Records from a data collection
** Begin **

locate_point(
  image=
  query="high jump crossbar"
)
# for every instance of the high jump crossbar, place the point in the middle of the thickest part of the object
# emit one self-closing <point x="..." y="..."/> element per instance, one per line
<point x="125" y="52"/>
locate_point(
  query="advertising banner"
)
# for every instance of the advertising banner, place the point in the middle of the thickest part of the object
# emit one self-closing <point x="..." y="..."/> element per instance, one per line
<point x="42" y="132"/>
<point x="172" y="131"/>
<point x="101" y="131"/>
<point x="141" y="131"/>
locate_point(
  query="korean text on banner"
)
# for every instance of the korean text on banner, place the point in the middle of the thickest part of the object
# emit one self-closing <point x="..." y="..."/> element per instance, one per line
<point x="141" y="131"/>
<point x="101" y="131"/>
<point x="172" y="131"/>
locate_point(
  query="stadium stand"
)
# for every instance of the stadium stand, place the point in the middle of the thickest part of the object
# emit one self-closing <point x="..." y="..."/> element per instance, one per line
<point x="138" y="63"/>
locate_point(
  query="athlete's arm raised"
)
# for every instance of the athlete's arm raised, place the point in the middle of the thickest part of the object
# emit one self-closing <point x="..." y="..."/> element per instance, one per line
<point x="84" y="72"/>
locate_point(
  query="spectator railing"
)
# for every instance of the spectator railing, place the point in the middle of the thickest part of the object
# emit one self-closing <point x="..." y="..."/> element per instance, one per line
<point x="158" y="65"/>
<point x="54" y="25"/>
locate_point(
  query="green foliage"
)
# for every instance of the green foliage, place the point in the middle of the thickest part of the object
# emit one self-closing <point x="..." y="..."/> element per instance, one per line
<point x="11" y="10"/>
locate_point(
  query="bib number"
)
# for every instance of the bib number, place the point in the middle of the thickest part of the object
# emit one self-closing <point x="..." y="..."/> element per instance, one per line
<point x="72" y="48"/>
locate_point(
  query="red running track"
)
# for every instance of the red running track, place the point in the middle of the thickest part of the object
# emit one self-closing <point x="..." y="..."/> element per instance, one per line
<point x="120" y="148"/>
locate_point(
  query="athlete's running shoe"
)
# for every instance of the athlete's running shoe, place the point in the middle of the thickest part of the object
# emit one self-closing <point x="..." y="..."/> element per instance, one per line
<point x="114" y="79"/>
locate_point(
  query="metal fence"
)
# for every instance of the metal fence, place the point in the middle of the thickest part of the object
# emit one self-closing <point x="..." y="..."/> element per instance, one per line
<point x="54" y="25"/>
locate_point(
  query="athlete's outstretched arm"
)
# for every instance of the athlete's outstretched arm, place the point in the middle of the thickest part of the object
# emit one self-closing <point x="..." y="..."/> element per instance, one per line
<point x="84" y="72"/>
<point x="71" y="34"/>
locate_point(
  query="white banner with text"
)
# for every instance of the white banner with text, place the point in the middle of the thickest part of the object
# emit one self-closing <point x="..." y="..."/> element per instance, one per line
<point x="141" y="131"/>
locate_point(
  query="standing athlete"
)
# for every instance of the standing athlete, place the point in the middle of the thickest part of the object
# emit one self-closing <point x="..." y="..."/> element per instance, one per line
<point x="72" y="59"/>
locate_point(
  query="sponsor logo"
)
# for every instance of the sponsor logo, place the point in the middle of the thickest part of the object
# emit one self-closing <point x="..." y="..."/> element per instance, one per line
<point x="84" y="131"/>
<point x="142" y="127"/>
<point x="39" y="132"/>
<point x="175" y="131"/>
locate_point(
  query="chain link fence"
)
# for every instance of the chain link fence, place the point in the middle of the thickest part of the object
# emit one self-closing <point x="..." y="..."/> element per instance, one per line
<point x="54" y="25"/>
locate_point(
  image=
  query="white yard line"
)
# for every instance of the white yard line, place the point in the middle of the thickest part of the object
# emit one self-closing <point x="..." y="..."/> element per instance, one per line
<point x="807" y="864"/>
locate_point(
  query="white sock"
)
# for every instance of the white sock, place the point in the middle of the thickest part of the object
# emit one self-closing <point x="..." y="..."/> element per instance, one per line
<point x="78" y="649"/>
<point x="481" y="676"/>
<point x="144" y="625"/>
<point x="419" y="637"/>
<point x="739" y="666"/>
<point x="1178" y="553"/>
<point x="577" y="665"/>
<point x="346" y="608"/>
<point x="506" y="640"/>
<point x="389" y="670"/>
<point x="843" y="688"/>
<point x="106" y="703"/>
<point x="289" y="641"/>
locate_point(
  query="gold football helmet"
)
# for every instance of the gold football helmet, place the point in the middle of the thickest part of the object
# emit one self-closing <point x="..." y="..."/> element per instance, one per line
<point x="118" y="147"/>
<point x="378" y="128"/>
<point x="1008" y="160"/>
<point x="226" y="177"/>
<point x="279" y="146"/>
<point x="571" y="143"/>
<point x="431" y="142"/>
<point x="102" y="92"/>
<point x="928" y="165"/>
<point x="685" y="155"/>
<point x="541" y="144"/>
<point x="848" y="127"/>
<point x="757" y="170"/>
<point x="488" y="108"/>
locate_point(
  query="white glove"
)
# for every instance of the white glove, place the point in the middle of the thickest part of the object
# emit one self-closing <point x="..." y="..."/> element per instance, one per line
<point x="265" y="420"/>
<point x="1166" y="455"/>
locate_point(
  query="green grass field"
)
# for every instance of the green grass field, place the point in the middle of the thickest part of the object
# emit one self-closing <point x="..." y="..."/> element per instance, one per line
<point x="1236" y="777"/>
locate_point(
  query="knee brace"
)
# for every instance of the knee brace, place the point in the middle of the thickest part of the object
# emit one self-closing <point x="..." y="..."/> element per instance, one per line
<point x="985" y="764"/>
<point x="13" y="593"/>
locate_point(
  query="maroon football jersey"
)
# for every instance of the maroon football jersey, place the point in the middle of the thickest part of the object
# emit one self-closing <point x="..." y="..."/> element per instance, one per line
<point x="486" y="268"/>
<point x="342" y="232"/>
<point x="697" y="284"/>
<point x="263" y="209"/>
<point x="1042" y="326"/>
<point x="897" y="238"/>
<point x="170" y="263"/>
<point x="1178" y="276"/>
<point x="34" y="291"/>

** End **

#### [What this task involves]
Count the lines of the data above that contain the string "shoe", and give only that number.

#### [Complete output]
2